Position identification records:
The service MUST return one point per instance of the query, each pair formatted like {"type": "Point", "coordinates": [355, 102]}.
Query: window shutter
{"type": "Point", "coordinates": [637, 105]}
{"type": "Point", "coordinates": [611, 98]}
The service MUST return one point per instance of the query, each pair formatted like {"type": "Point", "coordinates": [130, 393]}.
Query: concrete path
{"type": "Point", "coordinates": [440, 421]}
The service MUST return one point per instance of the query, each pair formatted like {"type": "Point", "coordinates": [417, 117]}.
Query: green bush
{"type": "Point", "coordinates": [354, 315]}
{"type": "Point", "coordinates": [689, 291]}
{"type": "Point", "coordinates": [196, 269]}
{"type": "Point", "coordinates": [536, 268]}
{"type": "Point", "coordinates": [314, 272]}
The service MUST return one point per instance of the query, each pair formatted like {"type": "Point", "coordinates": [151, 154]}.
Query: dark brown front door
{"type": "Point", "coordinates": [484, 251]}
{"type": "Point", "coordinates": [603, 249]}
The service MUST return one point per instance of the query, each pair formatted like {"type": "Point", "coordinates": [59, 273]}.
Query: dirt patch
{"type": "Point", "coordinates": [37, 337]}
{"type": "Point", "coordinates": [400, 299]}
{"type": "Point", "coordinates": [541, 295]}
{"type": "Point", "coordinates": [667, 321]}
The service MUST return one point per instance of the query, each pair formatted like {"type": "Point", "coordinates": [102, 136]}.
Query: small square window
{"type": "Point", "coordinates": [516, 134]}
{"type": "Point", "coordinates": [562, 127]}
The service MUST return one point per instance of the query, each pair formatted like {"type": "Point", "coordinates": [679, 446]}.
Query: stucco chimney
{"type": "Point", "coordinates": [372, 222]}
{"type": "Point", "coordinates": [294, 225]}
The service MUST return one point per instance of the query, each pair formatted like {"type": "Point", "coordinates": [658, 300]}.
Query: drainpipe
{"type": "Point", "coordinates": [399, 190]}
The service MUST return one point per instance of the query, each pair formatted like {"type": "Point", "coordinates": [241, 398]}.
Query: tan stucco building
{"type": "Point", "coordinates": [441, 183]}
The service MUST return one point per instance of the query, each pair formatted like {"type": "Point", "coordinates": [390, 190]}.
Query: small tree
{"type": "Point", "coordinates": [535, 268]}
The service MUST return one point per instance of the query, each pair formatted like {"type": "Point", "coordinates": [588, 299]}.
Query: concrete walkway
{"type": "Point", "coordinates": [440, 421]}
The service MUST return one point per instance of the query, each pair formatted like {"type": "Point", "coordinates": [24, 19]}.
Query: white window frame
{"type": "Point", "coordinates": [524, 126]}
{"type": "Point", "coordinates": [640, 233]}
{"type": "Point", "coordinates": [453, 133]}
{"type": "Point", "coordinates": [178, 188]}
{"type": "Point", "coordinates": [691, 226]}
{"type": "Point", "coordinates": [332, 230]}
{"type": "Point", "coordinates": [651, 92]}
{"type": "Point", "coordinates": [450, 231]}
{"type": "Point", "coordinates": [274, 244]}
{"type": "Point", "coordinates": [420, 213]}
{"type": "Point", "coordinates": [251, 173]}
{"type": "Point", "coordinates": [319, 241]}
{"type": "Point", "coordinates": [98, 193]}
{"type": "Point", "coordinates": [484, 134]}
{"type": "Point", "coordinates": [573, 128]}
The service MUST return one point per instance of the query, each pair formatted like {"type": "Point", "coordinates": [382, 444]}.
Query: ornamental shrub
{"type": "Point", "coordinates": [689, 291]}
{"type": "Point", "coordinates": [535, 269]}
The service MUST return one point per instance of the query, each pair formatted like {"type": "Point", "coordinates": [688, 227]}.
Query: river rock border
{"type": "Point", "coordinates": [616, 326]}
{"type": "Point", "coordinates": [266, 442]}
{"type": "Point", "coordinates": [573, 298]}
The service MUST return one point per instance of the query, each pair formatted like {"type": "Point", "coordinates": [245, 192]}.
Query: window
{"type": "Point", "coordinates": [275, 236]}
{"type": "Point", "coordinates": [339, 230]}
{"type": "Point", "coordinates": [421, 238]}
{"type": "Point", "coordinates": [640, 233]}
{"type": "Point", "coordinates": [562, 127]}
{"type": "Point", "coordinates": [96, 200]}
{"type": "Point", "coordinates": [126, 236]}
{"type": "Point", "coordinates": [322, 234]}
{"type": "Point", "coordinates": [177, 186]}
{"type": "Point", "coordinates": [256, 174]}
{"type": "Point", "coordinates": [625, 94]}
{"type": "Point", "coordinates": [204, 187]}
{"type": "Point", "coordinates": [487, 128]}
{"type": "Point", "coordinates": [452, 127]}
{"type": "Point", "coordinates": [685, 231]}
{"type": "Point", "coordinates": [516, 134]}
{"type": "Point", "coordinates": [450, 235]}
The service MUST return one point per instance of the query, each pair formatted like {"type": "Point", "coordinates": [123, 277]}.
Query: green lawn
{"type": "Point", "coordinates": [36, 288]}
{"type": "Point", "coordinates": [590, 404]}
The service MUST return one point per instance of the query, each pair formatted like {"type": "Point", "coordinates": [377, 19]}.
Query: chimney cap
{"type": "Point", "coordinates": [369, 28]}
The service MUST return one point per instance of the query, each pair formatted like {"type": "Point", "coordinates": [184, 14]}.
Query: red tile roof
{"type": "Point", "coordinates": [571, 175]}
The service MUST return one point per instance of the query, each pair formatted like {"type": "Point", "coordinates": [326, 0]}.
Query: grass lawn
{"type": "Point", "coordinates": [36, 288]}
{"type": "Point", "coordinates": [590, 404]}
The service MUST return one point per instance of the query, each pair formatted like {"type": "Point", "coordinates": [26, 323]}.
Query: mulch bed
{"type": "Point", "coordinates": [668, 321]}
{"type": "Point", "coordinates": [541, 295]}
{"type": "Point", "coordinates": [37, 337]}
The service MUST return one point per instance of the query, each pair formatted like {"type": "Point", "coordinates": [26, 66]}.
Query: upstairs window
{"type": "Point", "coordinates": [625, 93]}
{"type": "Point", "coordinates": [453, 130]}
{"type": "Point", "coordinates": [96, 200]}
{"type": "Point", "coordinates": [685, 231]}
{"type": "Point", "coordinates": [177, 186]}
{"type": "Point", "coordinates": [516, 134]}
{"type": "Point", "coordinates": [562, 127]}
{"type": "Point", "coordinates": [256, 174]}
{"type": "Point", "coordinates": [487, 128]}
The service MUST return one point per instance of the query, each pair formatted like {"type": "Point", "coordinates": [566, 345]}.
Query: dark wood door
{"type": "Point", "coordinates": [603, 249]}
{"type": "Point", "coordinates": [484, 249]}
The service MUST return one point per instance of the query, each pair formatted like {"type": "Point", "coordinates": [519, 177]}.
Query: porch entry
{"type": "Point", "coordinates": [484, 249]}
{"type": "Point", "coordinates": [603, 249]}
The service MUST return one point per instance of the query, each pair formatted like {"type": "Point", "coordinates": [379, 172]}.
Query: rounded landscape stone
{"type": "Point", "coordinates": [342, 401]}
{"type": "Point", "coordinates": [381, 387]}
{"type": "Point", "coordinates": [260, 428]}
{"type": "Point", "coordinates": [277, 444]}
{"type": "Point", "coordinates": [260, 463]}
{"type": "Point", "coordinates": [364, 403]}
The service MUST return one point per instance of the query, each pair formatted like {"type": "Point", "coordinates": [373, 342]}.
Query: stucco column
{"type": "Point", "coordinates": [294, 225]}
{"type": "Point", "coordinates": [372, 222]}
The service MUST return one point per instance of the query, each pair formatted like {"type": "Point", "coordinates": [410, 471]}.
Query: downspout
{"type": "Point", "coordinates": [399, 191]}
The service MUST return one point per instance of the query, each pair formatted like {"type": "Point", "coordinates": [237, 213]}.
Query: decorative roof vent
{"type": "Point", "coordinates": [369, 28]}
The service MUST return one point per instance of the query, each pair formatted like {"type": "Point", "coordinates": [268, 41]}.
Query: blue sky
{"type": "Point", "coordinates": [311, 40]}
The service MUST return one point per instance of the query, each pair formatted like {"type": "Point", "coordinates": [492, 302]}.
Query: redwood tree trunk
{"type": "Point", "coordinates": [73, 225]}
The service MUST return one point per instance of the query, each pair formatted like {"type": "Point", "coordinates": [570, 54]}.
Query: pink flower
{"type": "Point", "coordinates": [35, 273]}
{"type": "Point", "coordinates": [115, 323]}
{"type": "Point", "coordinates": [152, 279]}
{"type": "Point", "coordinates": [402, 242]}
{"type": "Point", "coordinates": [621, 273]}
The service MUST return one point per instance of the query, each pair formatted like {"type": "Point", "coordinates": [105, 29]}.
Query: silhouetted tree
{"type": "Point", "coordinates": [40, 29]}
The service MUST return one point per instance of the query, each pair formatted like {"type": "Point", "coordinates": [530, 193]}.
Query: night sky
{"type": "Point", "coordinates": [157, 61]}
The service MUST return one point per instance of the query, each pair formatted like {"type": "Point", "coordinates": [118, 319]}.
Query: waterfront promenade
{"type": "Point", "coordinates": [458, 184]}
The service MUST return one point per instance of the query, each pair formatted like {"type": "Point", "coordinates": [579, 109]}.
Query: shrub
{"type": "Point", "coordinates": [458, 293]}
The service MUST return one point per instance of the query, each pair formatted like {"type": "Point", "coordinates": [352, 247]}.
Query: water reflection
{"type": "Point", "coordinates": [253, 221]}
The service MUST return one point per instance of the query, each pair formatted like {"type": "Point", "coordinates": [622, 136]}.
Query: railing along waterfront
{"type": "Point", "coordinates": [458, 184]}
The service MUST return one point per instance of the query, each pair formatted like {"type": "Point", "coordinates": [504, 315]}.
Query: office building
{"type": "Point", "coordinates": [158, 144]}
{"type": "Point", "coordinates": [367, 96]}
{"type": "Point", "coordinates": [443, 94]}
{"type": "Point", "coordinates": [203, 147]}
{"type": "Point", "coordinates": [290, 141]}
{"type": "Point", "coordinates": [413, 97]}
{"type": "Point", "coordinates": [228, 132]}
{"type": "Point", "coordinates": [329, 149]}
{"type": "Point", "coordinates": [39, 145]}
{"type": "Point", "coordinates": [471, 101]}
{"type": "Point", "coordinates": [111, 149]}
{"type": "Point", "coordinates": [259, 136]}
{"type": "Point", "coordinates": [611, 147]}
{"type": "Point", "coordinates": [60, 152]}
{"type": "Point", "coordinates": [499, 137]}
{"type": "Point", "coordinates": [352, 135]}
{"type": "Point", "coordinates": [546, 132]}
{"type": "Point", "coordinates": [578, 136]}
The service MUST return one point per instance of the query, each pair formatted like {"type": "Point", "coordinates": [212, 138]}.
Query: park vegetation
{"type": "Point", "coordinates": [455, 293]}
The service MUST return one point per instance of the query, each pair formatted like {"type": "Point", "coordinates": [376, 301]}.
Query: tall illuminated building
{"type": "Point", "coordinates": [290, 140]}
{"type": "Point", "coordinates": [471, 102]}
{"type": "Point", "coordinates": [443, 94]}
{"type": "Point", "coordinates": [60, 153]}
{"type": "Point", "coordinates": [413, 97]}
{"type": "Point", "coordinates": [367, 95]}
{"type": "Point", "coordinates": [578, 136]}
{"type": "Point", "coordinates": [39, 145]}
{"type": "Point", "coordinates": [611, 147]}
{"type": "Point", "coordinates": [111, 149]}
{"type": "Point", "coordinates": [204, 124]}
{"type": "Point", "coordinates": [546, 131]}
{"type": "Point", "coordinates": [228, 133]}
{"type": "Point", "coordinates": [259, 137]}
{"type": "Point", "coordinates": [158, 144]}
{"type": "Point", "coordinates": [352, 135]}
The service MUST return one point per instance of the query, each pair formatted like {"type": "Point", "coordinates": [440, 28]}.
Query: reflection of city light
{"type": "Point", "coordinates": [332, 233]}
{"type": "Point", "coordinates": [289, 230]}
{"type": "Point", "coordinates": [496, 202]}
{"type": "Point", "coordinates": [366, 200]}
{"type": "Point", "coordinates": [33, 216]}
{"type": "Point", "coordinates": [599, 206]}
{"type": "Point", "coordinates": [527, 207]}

→ TASK INSTRUCTIONS
Display every line of the records above that contains the word "concrete". Letter case matters.

→ RESPONSE
Query: concrete path
Query: concrete walkway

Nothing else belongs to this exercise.